** TUGAS TERTULIS 1 **
Jawablah pertanyaan berikut berdasarkan teks tentang microteaching di bawah.
(a) Pada hari apa persiapan dilakukan?
(b) Berapa persen kesiapan yang diharapkan dari para GSM menjelang hari Minggu?
(c) Berapa GSM yang melakukan microteaching tiap minggunya?
** TUGAS TERTULIS 2 **
Tolong ubah paragraf yang diawali "Tak ada perlakukan spesial" dalam teks tentang microteaching di bawah menjadi daftar poin singkat tanpa menghilangkan fakta utamanya.
** TUGAS TERTULIS 3 **
Tentukan apakah setiap pernyataan berikut sesuai dengan teks tentang microteaching di bawah. Jawab ya atau tidak, lalu kutip kata-kata dari teks yang menjadi dasarnya.
(a) Persiapan sekolah minggu dilakukan pada hari Sabtu.
(b) Evaluasi antar-GSM dimaksudkan sebagai kesempatan untuk saling memperkaya.
(c) GSM yang baru bergabung mendapat perlakuan khusus.

------ TEKS YANG DISEDIAKAN

Proses Micro Teaching saat Kelas Persiapan Sekolah Minggu

GSM tiap minggunya ditentukan siapa yang akan maju di depan kelas untuk mempraktekkan cara mengajar. Tujuannya agar para GSM memiliki kesiapan setidaknya 60% menjelang hari minggu besok. Karena kami melakukan persiapan di hari Kamis, tentu para GSM memiliki beberapa hari untuk menyempurnakan bahan, materi, dan metode mengajar mereka secara pribadi sampai tiba waktu mengajar di hari minggu.
Tak ada perlakukan spesial yang kuberikan baik bagi GSM senior maupun GSM yang baru bergabung. Mereka sama-sama diberi kesempatan untuk melakukan microteaching dan saling memberi evaluasi pada temannya yang melakukan microteaching. Evaluasi di sini bukanlah sarana untuk saling menjatuhkan. Tapi, suatu kesempatan untuk saling memperkaya antarguru sekolah minggu. Microteaching dilakukan per kelas, yaitu kelas kecil, tengah, dan besar. Artinya, ada tiga GSM tiap minggunya melakukan microteaching. Ada hal menarik yang kutemukan setelah selama microteaching, yaitu: pertama, GSM senior sekalipun bisa tampil berantakan seperti GSM yang baru bergabung; kedua, terlihat metode para GSM dalam mengajar sangat terbatas dan terkesan asal mengajar saja; terakhir, GSM sering lalai dalam memilih diksi saat bercerita dan metode mengajar apa yang tepat jika memerhatikan usia ASM.

------------
------ DATA YANG DIBERIKAN

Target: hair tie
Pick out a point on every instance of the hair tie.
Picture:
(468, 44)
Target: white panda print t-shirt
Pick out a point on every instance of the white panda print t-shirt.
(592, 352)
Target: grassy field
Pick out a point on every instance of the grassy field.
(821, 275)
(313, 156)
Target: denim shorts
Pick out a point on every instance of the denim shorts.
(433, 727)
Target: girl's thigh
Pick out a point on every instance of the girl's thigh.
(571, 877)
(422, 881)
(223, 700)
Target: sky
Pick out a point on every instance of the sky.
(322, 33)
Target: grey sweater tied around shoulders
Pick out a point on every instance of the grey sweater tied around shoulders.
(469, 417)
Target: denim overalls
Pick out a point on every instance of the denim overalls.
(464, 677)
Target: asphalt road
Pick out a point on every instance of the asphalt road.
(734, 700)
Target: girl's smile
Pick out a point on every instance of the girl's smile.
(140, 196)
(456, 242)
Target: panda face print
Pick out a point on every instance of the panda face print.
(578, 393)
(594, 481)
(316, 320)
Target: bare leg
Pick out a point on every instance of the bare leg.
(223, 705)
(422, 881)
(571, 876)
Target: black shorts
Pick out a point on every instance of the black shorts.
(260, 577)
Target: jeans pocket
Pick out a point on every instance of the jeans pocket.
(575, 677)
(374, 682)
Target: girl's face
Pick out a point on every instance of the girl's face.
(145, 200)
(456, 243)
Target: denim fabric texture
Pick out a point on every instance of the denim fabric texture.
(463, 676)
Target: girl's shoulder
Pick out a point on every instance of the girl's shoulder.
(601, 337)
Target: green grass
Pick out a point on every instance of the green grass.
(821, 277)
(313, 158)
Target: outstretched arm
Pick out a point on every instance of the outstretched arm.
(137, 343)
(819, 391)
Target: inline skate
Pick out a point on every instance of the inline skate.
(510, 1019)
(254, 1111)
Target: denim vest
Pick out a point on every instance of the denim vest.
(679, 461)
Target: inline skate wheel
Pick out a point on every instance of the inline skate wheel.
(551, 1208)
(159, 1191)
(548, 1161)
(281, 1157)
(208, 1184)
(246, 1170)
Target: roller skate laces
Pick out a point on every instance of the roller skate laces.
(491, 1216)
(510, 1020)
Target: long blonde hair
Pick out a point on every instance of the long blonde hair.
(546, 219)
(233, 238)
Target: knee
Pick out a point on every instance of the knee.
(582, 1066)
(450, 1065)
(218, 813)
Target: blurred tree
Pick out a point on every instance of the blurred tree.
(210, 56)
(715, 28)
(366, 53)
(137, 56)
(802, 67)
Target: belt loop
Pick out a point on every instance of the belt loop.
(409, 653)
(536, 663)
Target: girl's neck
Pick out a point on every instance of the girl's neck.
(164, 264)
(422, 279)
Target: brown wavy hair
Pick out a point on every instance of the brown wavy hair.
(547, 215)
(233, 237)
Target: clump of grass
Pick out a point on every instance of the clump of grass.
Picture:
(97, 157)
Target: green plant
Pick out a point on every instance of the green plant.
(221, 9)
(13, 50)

------------
------ DATA YANG DIBERIKAN

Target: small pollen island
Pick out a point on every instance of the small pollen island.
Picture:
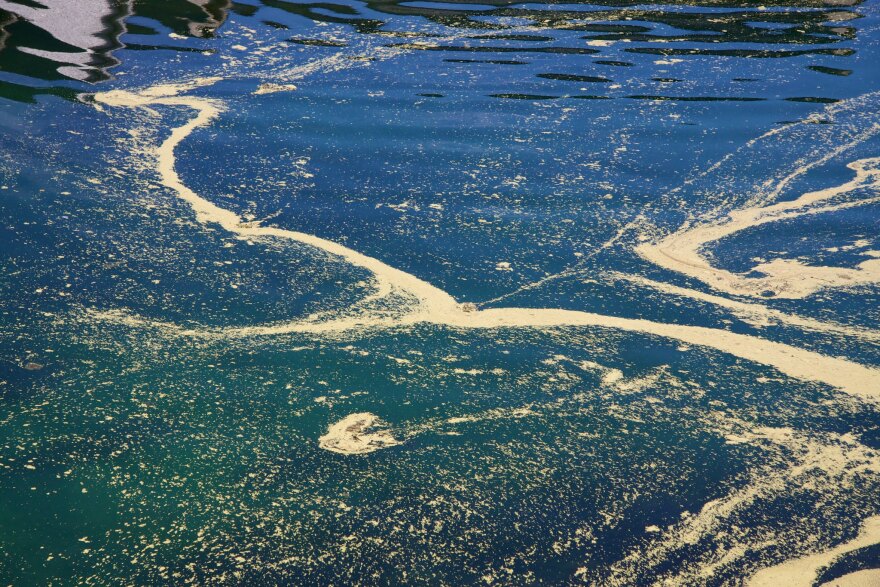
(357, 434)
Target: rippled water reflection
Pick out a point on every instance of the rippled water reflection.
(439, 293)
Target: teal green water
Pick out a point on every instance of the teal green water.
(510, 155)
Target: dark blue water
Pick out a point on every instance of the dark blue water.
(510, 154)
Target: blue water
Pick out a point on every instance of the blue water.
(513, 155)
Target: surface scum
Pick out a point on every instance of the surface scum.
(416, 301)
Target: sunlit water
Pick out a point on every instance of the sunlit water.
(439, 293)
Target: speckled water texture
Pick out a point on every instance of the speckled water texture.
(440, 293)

------------

** JAWABAN LATIHAN 1 **
(a) Hari Kamis.
(b) Setidaknya 60%.
(c) Tiga GSM.

** JAWABAN LATIHAN 2 **
- GSM senior dan GSM yang baru bergabung diperlakukan sama.
- Semua GSM mendapat kesempatan melakukan microteaching dan saling mengevaluasi.
- Evaluasi bukan untuk saling menjatuhkan, melainkan untuk saling memperkaya antarguru sekolah minggu.
- Microteaching dilakukan per kelas (kecil, tengah, dan besar), jadi tiap minggu ada tiga GSM yang tampil.
- Temuan setelah microteaching:
  - GSM senior pun bisa tampil berantakan seperti GSM baru.
  - Metode mengajar para GSM sangat terbatas dan terkesan asal mengajar.
  - GSM sering lalai memilih diksi saat bercerita dan memilih metode yang tepat sesuai usia ASM.

** JAWABAN LATIHAN 3 **
(a) Tidak. "Karena kami melakukan persiapan di hari Kamis"
(b) Ya. "Tapi, suatu kesempatan untuk saling memperkaya antarguru sekolah minggu."
(c) Tidak. "Tak ada perlakukan spesial yang kuberikan baik bagi GSM senior maupun GSM yang baru bergabung."